*EXERCISE REQUIREMENTS*.
What lines in the entries below contain the word "green"? Copy all of them.

--- PROVIDED DATA ---

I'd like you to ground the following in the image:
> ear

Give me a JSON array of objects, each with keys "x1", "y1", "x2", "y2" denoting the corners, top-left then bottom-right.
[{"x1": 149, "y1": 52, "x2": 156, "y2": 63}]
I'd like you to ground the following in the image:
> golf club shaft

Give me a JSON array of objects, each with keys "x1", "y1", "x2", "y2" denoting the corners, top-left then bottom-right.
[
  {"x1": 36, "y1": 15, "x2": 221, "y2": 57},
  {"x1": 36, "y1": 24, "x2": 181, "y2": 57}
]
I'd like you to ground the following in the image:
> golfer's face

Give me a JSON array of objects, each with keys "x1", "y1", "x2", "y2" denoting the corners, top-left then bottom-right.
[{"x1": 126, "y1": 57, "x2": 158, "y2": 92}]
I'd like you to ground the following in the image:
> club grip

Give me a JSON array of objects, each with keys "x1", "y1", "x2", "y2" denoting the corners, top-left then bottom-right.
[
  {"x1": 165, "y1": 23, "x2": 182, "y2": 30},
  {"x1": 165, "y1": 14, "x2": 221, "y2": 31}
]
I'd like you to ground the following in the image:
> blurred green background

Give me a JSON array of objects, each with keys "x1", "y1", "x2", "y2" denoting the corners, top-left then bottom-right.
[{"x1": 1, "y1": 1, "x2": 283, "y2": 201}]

---
--- PROVIDED DATA ---

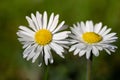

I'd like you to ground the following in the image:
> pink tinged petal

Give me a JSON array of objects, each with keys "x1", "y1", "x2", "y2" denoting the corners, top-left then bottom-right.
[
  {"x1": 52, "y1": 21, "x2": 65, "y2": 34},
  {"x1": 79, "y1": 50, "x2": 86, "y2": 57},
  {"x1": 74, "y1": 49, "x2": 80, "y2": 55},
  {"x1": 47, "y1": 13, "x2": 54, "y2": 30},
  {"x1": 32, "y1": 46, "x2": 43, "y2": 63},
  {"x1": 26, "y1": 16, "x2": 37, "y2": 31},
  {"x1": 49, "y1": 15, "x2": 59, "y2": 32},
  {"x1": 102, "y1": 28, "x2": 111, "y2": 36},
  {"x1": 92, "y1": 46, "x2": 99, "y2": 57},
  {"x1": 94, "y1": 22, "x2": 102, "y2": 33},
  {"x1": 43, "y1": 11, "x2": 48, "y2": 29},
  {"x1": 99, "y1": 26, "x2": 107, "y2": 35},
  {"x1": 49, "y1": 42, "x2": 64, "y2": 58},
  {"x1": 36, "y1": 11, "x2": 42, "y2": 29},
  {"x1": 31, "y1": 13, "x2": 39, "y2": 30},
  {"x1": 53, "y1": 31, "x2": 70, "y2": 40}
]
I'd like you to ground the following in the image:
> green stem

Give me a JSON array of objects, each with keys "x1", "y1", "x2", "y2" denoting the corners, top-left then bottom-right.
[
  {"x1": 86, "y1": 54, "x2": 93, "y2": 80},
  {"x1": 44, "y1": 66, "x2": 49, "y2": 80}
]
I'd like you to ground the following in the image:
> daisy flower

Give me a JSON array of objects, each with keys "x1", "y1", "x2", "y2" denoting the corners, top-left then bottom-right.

---
--- PROVIDED DATA ---

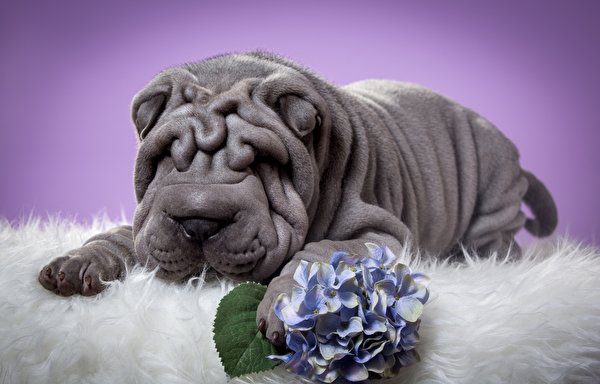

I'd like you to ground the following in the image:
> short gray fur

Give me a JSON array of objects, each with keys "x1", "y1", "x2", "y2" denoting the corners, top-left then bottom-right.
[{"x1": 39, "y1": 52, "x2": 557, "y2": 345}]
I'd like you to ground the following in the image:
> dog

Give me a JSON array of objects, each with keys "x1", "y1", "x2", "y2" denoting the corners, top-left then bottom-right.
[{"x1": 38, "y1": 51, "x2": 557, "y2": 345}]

---

*SOLVED PROBLEM*.
> blurred green background
> green stem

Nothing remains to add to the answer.